### Task description:
Multiply by 1.3 every x and y coordinate in the answer points, rounding to whole numbers with halves going up, and write out the data again from its start through the line containing "x=342 y=207", inclusive, with all other lines and numbers unchanged. Omit the pictures.

-=-=-

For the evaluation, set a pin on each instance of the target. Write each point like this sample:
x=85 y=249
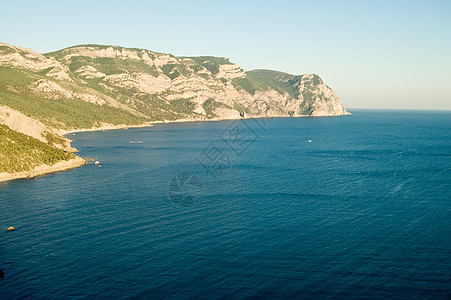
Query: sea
x=348 y=207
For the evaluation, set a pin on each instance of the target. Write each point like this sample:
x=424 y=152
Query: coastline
x=79 y=161
x=44 y=169
x=186 y=120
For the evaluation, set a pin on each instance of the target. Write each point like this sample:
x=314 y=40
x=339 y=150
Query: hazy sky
x=374 y=54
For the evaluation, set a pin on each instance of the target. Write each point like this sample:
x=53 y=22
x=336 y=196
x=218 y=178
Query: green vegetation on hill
x=211 y=63
x=20 y=152
x=61 y=113
x=279 y=81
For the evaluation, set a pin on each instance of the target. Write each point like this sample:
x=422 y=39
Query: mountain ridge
x=105 y=86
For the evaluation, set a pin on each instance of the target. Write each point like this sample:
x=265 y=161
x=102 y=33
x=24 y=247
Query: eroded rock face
x=143 y=82
x=29 y=126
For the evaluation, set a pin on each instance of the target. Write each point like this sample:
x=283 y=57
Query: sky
x=373 y=54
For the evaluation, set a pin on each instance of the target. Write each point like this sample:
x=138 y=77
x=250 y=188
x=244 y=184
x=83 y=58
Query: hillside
x=91 y=86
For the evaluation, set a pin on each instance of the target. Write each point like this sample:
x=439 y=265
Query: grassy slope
x=20 y=152
x=74 y=113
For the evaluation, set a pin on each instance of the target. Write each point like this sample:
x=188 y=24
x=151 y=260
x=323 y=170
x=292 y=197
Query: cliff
x=94 y=86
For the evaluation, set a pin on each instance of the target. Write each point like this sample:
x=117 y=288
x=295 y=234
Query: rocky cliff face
x=128 y=86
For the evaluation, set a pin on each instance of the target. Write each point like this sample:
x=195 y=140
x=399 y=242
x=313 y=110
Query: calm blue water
x=240 y=209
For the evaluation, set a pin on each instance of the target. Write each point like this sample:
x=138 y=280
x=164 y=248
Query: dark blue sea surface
x=342 y=207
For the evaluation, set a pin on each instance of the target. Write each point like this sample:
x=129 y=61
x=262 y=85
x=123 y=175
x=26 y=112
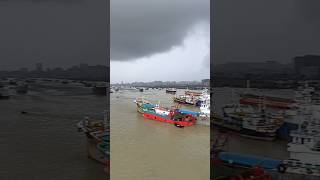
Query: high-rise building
x=39 y=67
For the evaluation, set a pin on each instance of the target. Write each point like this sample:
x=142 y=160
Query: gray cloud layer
x=250 y=30
x=55 y=32
x=144 y=27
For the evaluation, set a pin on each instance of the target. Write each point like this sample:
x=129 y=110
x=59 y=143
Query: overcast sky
x=259 y=30
x=159 y=40
x=55 y=32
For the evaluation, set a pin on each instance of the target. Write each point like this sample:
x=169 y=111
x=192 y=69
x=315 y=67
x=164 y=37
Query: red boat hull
x=170 y=121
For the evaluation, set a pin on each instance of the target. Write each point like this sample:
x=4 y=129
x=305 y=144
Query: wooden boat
x=171 y=91
x=193 y=93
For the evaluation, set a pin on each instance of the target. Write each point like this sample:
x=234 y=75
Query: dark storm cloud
x=145 y=27
x=250 y=30
x=55 y=32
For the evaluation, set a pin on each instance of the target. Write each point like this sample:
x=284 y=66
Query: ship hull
x=166 y=120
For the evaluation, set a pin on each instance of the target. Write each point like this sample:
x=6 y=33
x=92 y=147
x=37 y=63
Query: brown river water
x=44 y=143
x=146 y=149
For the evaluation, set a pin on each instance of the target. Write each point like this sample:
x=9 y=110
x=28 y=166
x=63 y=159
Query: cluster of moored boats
x=98 y=139
x=176 y=115
x=12 y=86
x=268 y=118
x=9 y=86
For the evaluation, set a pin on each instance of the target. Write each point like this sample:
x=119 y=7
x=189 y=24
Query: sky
x=166 y=40
x=256 y=31
x=54 y=32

-=-=-

### Worked answer:
For the evaluation, set a pin on each instance of the target. Write each point like this sample:
x=85 y=249
Query: sea
x=452 y=269
For the evaluation, set a pin on each instance of the target. Write each point like this sample:
x=424 y=152
Query: coastline
x=103 y=209
x=57 y=220
x=242 y=156
For the evaluation, set a pin on each instance of the target. Write each point like this sample:
x=314 y=40
x=339 y=150
Query: hazy sky
x=486 y=70
For the evaluation, set a pin on each instance of the target. Write each point like this sample:
x=53 y=22
x=336 y=196
x=218 y=178
Query: green vegetation on hill
x=274 y=82
x=26 y=198
x=79 y=147
x=363 y=105
For the evaluation, set a pin on each instance of the target. Write each point like this sample:
x=422 y=39
Query: mountain ridge
x=137 y=112
For the evaluation, set a pin on each instance of the target. Write each point like this sample:
x=265 y=161
x=102 y=33
x=24 y=247
Query: eroded rock face
x=186 y=107
x=38 y=164
For the evaluation, set a pin on each instance of the target. Write each point like this sample:
x=283 y=57
Query: sky
x=485 y=70
For the evaluation, set a pin on each instance of the target. Write each point like this sample:
x=138 y=77
x=250 y=188
x=244 y=184
x=83 y=58
Query: hillside
x=118 y=112
For the evaluation, set a pin on each instance of the target. Write each point like this sample:
x=439 y=265
Query: grassy slope
x=26 y=198
x=96 y=147
For the evaluation, set a pin on each instance of the target. Write each point like this sample:
x=188 y=24
x=151 y=260
x=323 y=170
x=292 y=197
Query: cliff
x=122 y=112
For the evaluation, set a pin on each instance of the target. Write each point like this sample:
x=117 y=288
x=295 y=234
Query: rocky cliff face
x=166 y=112
For the evaluation, set a pin on each instance of the target. Write each point like this sample:
x=195 y=140
x=399 y=242
x=313 y=110
Query: calm blue water
x=312 y=272
For the evaluation, set a pin on each instance of the target. Write each point like this sample:
x=138 y=280
x=164 y=248
Query: dark blue sea surface
x=445 y=269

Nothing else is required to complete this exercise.